— Document excerpt —
European standardisation update

October 31st, 2008

If you follow XCRI you may also be aware of our work on harmonizing with other initiatives across Europe through the CEN MLO work. Here’s an important update I posted from my other blog.

Upshot: If you’ve already implemented XCRI 1.1, then you’re already 90% of the way towards complying with a future EU standard. In a future revision of XCRI we’ll need to add a couple of properties to the model for full 100% compliance, but they aren’t mandatory for providers anyway, so chances are you won’t need to change anything if you produce an XCRI feed, and aggregators will need a very minor update.

XCRI-spotting

July 18th, 2008

Its been very gratifying to see so many XCRI mentions cropping up - at the JISC Innovation Forum there should have been bingo cards for keynote mentions as we’d have won top prize!

However especially good to see this slide from a presentation at IWMW by Alison Wildish - formerly of Edge Hill and now at the University of Bath:

Web development at Bath, with XCRI mention

XCRI becomes just one of the things you do to make a sensible e-Prospectus, along with tagging and sorting out the database.

— Records excerpted from a collection —
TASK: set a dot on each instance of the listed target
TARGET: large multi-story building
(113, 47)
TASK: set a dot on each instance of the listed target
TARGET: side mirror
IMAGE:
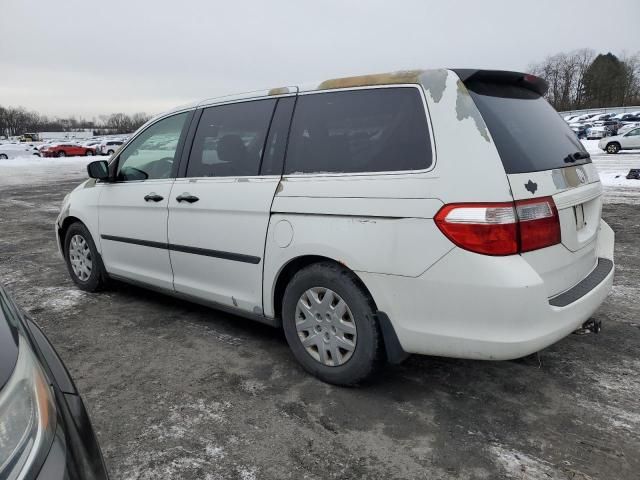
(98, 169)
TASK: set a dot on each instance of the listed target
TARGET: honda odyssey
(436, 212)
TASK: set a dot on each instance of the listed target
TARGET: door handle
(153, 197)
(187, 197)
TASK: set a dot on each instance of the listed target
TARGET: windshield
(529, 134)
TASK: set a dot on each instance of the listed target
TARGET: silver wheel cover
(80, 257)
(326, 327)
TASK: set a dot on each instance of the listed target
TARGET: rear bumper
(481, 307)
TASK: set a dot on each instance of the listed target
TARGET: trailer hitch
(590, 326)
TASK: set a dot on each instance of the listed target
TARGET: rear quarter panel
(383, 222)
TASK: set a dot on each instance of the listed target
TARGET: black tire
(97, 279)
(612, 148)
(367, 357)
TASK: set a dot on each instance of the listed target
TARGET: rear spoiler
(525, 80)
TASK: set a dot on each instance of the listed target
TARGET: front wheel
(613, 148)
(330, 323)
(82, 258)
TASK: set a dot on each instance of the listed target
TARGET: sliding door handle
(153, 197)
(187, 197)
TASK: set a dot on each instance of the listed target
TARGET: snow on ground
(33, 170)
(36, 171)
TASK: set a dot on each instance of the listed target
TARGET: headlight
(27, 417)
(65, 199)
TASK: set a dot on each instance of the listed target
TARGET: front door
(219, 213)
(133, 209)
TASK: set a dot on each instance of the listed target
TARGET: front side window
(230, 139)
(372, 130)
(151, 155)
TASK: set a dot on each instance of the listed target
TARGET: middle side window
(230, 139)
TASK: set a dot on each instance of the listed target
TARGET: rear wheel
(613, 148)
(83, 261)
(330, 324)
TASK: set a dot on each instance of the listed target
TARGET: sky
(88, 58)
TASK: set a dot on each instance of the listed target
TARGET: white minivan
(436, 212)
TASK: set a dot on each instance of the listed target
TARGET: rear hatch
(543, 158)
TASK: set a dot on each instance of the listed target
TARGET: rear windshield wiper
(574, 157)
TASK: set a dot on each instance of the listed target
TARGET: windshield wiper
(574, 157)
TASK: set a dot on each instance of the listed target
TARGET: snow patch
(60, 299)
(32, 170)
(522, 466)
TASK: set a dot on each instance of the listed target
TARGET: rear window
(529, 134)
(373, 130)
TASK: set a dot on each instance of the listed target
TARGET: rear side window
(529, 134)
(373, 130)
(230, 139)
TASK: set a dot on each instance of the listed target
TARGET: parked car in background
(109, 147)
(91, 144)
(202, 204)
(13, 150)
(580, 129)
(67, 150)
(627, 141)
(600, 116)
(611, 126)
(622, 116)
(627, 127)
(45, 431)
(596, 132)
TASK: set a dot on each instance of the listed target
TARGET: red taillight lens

— Exercise —
Answer these questions from the XCRI blog posts at the top of the page:
(a) How far toward complying with a future EU standard is someone who has already implemented XCRI 1.1?
(b) Where did Alison Wildish work before joining the University of Bath?
(c) Along with XCRI, what two things are named as part of making a sensible e-Prospectus?

— Complete output —
(a) They are already 90% of the way there.
(b) Edge Hill.
(c) Tagging and sorting out the database.